2.       CONDITIONS TO EFFECTIVENESS OF AMENDMENT.

         2.1 The effectiveness of the amendments set forth in this Amendment No.
5 is subject to the prior or simultaneous fulfillment of the following
conditions:

         (a) The Agent shall have received this Amendment No. 5 executed by (i)
a duly authorized officer or officers of the Company and (ii) each of the
Lenders;

         (b) The Agent shall have received such other documents as it shall have
reasonably requested consistent with the terms hereof;

         (c) The representations and warranties set forth in Section 3 hereof
shall be true and correct on and as of the Amendment No. 5 Effective Date;

         (d) Holders of Indebtedness under each Covenant Credit Facility
(including without limitation, the Covenant Credit Facilities set forth on
Schedule B hereto) shall have executed, to the extent required by each such
Covenant Credit Facility, waivers or amendments to such credit facilities
satisfactory to the Agent and the Required Lenders containing amendments to the
covenants and related definitions in such credit facilities identical to those
set forth in this Amendment No. 5;

         (e) The Agent shall have received a non-refundable amendment fee, for
the pro-rata benefit of the Lenders, equal to $125,000;

         (f) The Agent shall have received payment of all of its out-of-pocket
expenses, including the reasonable fees and expenses of its counsel Emmet,
Marvin & Martin, LLP incurred in connection with this Amendment No. 5;

         (g) The Agent shall have received the Projections;

         2.2 The date on which the conditions set forth in Section 2.1 are
satisfied is the "Amendment No. 5 Effective Date".

=== Requirements ===
Extend the text on the conditions for Amendment No. 5 taking effect, starting right after its last sentence. The entries after this sentence are not needed for the work.

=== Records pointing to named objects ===
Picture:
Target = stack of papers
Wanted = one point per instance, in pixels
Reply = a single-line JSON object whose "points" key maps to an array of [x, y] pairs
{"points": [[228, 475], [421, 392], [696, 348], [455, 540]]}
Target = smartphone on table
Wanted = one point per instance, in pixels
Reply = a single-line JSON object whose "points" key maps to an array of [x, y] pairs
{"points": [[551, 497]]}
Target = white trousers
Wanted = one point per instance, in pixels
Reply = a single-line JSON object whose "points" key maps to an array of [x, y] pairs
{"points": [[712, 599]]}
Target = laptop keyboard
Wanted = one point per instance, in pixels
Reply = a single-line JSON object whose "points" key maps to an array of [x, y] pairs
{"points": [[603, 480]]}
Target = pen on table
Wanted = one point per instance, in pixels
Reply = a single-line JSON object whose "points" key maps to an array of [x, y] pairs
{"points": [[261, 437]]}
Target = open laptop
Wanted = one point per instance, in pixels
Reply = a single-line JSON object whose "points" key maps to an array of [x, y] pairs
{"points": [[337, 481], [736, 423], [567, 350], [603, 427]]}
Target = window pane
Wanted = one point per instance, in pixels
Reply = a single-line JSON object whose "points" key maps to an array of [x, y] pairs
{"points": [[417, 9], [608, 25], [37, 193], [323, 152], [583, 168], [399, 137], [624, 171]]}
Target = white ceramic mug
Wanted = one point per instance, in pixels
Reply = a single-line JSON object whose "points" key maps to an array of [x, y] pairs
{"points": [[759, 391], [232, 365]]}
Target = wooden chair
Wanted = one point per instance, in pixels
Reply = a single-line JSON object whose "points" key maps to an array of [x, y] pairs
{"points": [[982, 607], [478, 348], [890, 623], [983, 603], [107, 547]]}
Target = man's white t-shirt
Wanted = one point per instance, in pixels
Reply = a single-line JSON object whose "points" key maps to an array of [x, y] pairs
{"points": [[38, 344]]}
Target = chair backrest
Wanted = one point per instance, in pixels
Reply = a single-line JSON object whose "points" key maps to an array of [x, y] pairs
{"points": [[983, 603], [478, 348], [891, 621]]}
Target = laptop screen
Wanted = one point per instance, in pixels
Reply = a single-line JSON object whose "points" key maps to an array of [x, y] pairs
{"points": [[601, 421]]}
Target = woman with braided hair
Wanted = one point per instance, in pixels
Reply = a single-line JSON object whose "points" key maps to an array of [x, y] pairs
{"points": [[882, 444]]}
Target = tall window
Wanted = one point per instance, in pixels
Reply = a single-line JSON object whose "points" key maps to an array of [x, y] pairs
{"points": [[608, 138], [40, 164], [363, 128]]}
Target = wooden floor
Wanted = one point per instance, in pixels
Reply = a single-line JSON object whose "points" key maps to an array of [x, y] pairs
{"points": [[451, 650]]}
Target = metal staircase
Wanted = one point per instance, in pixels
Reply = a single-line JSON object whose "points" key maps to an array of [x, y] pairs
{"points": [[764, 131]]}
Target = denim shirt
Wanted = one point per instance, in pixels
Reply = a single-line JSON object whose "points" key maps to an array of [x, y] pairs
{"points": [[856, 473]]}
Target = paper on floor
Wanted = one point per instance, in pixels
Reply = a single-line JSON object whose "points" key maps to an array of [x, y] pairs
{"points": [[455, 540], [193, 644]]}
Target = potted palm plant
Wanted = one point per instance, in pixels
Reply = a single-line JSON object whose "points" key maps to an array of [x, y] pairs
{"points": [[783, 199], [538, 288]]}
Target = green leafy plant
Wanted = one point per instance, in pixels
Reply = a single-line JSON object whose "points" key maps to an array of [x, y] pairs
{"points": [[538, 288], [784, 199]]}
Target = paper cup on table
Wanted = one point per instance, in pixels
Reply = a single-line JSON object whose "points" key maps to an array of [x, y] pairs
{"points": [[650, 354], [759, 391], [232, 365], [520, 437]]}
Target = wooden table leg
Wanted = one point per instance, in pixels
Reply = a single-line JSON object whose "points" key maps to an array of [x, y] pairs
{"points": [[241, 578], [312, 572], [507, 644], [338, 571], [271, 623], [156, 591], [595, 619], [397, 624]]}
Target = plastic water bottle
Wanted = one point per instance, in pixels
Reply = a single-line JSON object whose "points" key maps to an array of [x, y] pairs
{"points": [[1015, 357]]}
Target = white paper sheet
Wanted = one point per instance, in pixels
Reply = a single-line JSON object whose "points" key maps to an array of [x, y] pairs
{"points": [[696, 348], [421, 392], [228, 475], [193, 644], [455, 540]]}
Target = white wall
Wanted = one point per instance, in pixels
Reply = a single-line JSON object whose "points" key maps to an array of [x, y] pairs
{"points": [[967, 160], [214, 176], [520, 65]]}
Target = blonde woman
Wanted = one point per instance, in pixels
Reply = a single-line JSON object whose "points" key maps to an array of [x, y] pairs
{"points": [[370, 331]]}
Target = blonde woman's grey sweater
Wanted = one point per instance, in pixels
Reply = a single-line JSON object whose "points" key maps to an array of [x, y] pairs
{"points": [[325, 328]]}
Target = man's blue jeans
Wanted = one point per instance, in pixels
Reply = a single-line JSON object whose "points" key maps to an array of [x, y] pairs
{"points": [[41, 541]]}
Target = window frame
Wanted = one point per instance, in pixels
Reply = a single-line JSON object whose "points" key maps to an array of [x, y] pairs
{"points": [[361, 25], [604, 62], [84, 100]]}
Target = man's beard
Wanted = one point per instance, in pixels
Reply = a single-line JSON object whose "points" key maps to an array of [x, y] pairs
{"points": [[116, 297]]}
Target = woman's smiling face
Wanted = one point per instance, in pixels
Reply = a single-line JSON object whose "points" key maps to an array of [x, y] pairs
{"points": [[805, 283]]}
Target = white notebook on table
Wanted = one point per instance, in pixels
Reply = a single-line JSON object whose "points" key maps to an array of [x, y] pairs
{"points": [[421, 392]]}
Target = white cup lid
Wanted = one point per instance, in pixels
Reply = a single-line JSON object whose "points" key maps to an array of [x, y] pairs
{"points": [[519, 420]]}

=== Result of this exercise ===
     3.   ACKNOWLEDGMENTS, REPRESENTATIONS AND WARRANTIES AND AGREEMENTS.

         3.1 The Company hereby (a) reaffirms and admits the validity and
enforceability of the Credit Agreement and the other Loan Documents and all of
its obligations thereunder, and (b) represents and warrants to the Agent and
each Lender:

               (i) As of the date hereof, there exists no Default or Event of
          Default.

               (ii) The Company has full corporate power and authority to enter
          into, execute, deliver and carry out the terms of this Amendment No.
          5, which has been duly authorized by all proper and necessary
          corporate action, and is not in violation of its Restated Certificate
          of Incorporation or By-Laws.

               (iii) No consent, authorization or approval of, filing with,
          notice to, or exemption by, stockholders, any Governmental Body or any
          other Person (except for those which have been obtained, made or
          given) is required to authorize, or is required in connection with the
          execution, delivery and performance of this Amendment No. 5, the
          Credit Agreement as amended hereby or any Loan Document, or is
          required as a condition to the validity or enforceability of this
          Amendment No. 5, the Credit Agreement as amended hereby or any Loan
          Document. No provision of any applicable statute, law (including
          without limitation, any applicable usury or similar law), rule or
          regulation of any Governmental Body will prevent the execution,
          delivery or performance of, or affect the validity of, this Amendment
          No. 5, the Credit Agreement as amended hereby or any Loan Document.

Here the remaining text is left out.